> [Exercise]: Pick up the blog post about what people mean by "I can't" and continue it from its last line.

> [Source document]:
=-=-=

Finding my way in the world and other adventures
 
Can’t?

Can’t?

I was just having an online discussion with one of my triathlon friends about what people mean when they say “I can’t” do something.

I think that when I say “I can’t” do something what I almost always mean is “I don’t want” to do something.  It’s not a priority, it’s not as important as other things, or I don’t want to make the changes necessary to do the “I can’t” something. And it’s okay not to want to do something!  But I need to do myself a favor, and don’t try to pass it off as a “can’t” because all that does is get in the way.

Sure, there are times when “I can’t” fits — say, asking me to play softball when I had a broken arm** — but more often I’m using it as an excuse to avoid doing something difficult. I really try to monitor my speech and thoughts for “I can’ts” because it usually signals resistance to a situation and and exploring the why of it might be very beneficial.

For example, at the beginning of the eat slowly habit, I found myself saying, “But I can’t eat lunch slowly — I don’t have enough time”.  Truth is, it’s tough to eat slowly and so I was trying to create a plausible excuse to squirm out of doing the right thing for one meal a day.  Of course, that’s bull:  I have 30 minutes for lunch.  More than enough time.  And – by eating slowly, I don’t eat as much and so don’t need as much time.  Wow.  See how that works?

“I can’t run”.  Of course I can, I just need to run slower.

=-=-=

> [Data extracts]:
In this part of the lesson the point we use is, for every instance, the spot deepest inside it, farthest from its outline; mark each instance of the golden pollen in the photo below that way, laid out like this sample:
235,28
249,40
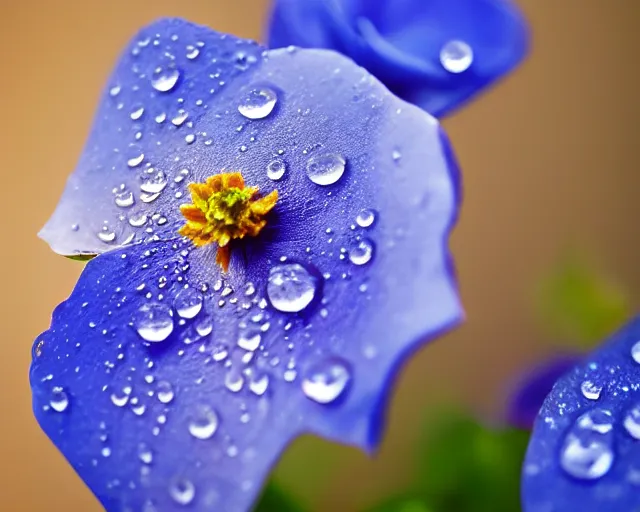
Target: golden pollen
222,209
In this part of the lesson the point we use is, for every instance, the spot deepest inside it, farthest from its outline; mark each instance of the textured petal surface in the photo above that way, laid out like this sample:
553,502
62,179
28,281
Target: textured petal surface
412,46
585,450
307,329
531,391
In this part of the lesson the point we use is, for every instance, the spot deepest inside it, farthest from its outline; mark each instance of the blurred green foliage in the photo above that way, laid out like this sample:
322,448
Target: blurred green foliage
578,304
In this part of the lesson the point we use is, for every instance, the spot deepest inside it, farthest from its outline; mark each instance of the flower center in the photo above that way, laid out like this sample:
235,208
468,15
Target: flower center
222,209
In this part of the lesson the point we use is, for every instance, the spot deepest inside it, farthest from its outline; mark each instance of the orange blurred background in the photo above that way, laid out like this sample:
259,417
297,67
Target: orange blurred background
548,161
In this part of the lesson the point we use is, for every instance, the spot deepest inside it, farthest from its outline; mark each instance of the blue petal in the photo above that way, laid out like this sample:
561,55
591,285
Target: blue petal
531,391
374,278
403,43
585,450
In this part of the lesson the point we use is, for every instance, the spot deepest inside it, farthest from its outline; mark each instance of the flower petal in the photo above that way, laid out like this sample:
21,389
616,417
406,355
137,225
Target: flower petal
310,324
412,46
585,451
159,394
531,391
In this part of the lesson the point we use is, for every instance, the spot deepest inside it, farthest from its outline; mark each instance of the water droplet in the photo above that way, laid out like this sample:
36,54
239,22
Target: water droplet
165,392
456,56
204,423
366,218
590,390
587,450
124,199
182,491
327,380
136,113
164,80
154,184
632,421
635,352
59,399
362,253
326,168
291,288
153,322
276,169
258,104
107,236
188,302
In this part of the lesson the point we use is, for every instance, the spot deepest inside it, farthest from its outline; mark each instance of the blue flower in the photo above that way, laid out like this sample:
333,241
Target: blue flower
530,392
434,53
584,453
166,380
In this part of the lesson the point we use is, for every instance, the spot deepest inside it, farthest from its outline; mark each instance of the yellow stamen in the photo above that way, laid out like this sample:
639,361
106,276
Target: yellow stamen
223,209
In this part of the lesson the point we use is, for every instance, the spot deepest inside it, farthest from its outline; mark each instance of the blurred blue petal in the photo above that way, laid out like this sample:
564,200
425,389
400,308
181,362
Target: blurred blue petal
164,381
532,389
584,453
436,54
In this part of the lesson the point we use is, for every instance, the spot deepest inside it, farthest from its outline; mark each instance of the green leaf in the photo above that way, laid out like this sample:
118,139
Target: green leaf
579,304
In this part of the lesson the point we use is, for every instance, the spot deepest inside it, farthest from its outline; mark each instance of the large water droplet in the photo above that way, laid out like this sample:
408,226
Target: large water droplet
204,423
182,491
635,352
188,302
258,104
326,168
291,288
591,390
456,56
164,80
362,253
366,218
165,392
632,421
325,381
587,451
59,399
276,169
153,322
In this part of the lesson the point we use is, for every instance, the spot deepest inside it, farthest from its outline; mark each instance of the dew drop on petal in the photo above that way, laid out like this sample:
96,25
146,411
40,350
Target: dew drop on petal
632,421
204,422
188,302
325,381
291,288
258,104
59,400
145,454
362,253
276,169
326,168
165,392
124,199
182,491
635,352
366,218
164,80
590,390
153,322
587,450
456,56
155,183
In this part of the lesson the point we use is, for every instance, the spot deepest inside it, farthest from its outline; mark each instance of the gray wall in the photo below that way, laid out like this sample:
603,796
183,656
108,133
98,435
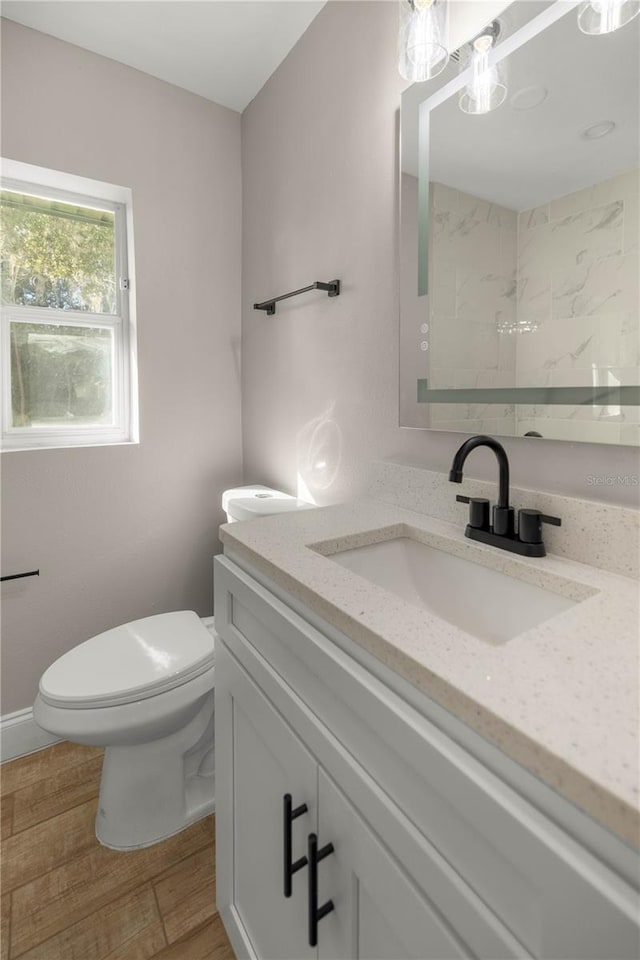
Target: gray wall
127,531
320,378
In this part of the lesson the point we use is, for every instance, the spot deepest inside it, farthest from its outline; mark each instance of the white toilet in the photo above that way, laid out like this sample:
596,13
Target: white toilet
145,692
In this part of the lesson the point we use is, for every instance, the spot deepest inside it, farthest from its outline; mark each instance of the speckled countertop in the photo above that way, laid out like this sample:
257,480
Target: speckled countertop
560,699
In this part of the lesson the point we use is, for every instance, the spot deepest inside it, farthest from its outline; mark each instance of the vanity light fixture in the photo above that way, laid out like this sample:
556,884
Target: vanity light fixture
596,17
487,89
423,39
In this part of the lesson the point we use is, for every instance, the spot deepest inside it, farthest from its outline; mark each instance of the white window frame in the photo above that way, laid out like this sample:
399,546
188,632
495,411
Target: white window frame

=-=-=

> [Result for this task]:
“I can’t fit in reading the assignments”.  Of course I can, I just need to turn off the TV at night for awhile.

“I can’t stop eating cookies!”.  Um, yea. The jury is out on this one still.

“Can’t” is the enemy of getting things done and sometimes it’s a clue to what it is that I think I need or want to do, but hold back because it’s going to take work to get there. “Can’t” signifies some sort of push back to change. It all goes back to getting outside my comfort zone and venturing into new territory.

So, take an inventory of your “can’ts”.  If it’s important to you, is it really a “can’t”?  Or a “don’t want to”?  Or “this is too hard”?  The difference between these might be quite telling.

** True story:  I was 2 months out from breaking both the bones in my forearm, surgery to put the pieces back together, practically no range of motion, unable to bend my fingers or feel my hand and I played in a softball tournament because my team would have otherwise had to forfeit.  I never said I was the sharpest knife in the drawer.  And no, we didn’t win.